◆ WORK TO BE COMPLETED ◆
Every entry must come back exactly as it was given.

Saved entries:
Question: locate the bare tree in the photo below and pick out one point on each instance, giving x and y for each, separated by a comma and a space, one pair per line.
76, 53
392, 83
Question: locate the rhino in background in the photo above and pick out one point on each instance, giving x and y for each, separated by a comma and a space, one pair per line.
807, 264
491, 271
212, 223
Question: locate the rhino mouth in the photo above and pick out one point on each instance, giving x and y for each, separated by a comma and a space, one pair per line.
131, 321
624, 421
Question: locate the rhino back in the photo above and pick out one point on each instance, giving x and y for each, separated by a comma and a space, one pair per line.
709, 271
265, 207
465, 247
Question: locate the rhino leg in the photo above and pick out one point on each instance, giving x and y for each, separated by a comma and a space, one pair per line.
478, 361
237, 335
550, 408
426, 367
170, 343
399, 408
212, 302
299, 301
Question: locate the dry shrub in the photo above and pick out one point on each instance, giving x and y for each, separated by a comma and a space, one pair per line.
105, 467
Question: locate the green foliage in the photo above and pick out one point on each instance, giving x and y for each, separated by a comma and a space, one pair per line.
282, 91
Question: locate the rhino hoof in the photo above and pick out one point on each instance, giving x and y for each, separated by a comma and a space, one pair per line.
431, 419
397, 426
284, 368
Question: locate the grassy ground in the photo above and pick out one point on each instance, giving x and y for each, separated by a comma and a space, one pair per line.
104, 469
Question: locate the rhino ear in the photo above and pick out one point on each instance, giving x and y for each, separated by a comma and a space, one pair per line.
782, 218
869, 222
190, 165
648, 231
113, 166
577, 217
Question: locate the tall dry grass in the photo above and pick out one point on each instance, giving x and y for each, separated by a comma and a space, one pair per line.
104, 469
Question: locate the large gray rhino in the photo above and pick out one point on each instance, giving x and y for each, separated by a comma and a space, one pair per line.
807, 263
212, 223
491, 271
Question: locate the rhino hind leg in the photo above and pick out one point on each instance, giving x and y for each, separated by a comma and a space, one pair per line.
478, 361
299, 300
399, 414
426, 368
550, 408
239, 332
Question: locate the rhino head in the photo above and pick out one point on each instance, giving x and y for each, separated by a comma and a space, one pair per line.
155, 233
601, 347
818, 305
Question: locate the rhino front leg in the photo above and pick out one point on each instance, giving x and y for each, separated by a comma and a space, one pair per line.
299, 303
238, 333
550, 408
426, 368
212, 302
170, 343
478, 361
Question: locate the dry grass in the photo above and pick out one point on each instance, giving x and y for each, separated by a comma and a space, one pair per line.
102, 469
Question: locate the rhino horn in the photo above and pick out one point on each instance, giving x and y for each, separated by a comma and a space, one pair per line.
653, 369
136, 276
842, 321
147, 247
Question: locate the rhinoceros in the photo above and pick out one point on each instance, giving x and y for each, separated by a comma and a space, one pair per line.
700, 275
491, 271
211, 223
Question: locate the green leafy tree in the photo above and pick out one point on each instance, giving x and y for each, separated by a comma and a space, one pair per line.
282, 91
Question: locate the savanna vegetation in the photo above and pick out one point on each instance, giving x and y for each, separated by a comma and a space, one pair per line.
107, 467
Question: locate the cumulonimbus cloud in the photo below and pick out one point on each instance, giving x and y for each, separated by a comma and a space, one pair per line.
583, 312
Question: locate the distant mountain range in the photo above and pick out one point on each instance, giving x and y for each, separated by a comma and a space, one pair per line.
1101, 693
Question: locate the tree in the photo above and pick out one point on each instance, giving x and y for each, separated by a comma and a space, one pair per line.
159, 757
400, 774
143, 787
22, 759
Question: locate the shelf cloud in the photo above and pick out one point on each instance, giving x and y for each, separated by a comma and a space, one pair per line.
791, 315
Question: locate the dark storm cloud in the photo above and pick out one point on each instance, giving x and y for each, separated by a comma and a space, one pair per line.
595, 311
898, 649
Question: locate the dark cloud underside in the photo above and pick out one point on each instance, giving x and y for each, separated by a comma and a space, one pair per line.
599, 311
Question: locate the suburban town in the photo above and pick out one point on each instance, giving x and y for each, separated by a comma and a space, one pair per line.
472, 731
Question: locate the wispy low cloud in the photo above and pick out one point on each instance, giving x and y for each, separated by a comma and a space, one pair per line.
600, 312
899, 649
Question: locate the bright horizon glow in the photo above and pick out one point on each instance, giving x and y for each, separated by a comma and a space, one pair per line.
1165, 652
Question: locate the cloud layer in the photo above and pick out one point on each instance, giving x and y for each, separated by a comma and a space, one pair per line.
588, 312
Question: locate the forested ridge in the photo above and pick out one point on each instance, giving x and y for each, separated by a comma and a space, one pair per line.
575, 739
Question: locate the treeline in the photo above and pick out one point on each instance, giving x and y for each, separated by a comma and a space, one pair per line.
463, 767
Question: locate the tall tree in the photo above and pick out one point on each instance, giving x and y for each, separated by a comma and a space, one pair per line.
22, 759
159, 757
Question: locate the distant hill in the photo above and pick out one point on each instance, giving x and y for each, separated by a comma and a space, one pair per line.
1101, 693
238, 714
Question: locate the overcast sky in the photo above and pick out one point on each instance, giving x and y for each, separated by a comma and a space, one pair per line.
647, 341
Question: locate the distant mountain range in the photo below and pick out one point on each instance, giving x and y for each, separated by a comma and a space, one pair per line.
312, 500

◆ EXERCISE RESPONSE ◆
Question: locate the bare tree in the photo below and pick out one point on each instance, giving x and y for each, separated by a comma and a space, one pair per line.
76, 53
392, 83
Question: locate the rhino in background in the photo above and pick out one point on each instance, giving x and y for each, separated by a comma and a space, one pair per line.
807, 264
491, 271
212, 223
Question: locate the rhino mouth in the photo above and pick out one point on each instance, giving x and y for each, separated by a comma and a space, one pair per line.
131, 321
624, 421
Question: locate the rhino back in the photo above and pick out one point on each instance, giving x and y for each, separated by a comma and a space, one pair per line.
709, 271
265, 207
465, 247
Question: locate the rhino leg in the photo above and pick out one point on each instance, giving x and y for each, separated by a comma and a space, one pair per line.
478, 361
237, 335
550, 408
426, 367
170, 343
399, 408
212, 302
299, 301
Question: locate the dry shrub in the photo above and pick out one point on each instance, giving x and y for each, separated by a comma and a space, one pair per line.
105, 467
Question: locate the green foliage in the photo above and pick out one point on each instance, giving x and y for each, separated by a comma and a space, one pair per line.
282, 91
Question: locate the rhino hoof in the photo above and pick out one point on each instance, giving x and y for each, separated by a comma and a space, one pair per line.
431, 419
397, 426
284, 368
Question: locate the grassy ground in the photo above and pick out one point on each instance, giving x and y for each, separated by a comma and a space, one pair per line.
104, 469
Question: locate the rhino ear in the photo above and pick out one point on each instance, giving x and y for each, separated by a comma and a space, one pair per line.
782, 218
869, 222
190, 165
648, 231
113, 166
577, 217
Question: locate the tall dry grass in the photo above and pick out one point on each instance, giving x and y for each, separated by a comma and a space, one pair per line.
104, 469
Question: locate the large gray rhino in the photo above and pick out one point on each instance, giving x and y for each, separated by a comma and a space, one pair per line.
807, 263
212, 223
491, 271
Question: locate the rhino hind leg in the photo above and pick out one point on each instance, giving x and y for each, separated by a comma and a space, one pair per line.
478, 361
299, 300
399, 414
426, 368
550, 408
239, 332
Question: locate the rhino head in the photo above and pick out one point on each instance, giving x and y for each, separated by a comma and a space, one pair per line.
155, 233
601, 347
818, 305
Question: locate the rhino front leg in the photo above and pick out one point on each instance, giving x and y for each, separated by a comma and a space, one pair per line.
299, 303
238, 333
550, 408
426, 368
212, 302
170, 343
478, 361
Question: locate the dry grass in the photo above and pick out one point on each instance, giving x and y for each, separated by a comma and a space, one pair per line.
102, 469
Question: locate the rhino horn in the photo above and pick out one point on each instance, giving x and y for each, separated by a comma and a space, one pair per line.
653, 369
136, 276
842, 321
147, 247
Question: locate the rhinoceros in the photo above and pick out one point on each instance, giving x and y for each, separated by a comma and a space, one pair per line.
700, 275
491, 271
211, 223
Question: locate the green leafy tree in the photo above and pick out one point on each instance, giving x and y for each, separated by a comma and a space, one pair per line.
282, 91
Question: locate the savanna vegetation in the photo above and pick out one point on each instance, giving x and y for each, separated by a comma and a space, one pair per line.
107, 467
Question: locate the cumulonimbus cloud in the photo below and pick out one point on each instance, giving x and y for each, separated by a comma and a space, one pair per line.
583, 312
Question: locate the distant mountain range in the photo above and pick out one point on each instance, giving x and y for each, separated by a comma and a space, one pair per line.
1101, 693
Question: locate the tree in the photo above and pick out one point on each instance, giving x and y for each, separated by a comma and a space, one pair per line.
159, 757
400, 774
143, 787
22, 759
Question: locate the shelf cloud in the photo above and pick out one point on each instance, giving x and y for each, separated by a comma and a space, one pair per line.
791, 315
Question: locate the dark storm cloud in the photo above and pick out one point on each instance, giving x and y for each, separated by a comma and a space, one pair per line.
595, 311
898, 649
Question: locate the dark cloud underside in the photo above and pick out one point on each instance, giving x and y for each, separated by a comma and a space, one pair per line.
599, 311
Question: locate the suburban town in the photo above and pick out one point on each instance, giving x and y for each, separated by a comma and a space, one pair per line.
472, 731
Question: locate the wispy low cloud in the photo above and pick out one point on each instance, giving x and y for each, separated by a comma and a space, one pair per line.
600, 312
899, 649
Question: locate the bright horizon glow in the photo above and pick out one point on each instance, giving x and y for each, separated by a comma and a space, one pair per line.
1165, 652
Question: locate the cloud layer in the photo above and pick out one point on each instance, giving x and y for each, separated by a comma and a space, one pair per line.
588, 312
Question: locate the forested ridge in the photo above and pick out one point on each instance, giving x and y for each, separated by a comma and a space, one pair per line.
575, 739
Question: locate the treeline in the photo above and pick out one point on each instance, giving x and y for each, separated by a comma and a space, one pair per line.
463, 767
Question: locate the tall tree in the photo above and pick out one point on each instance, giving x and y for each, separated by a comma and a space, one pair per line.
22, 759
159, 757
Question: locate the distant hill in the photo above and pick out one point on each instance, giving x and y for each, separated by a comma and a space, one pair per line.
1101, 693
238, 714
Question: locate the overcast sky in the photo above and pick out one point on each instance, giving x and y for each, separated by a comma and a space, one pair per line.
647, 341
Question: locate the distant mountain range in the photo below and pick out one point on each instance, giving x and y for each, separated by a comma and a space, one pair per line.
312, 500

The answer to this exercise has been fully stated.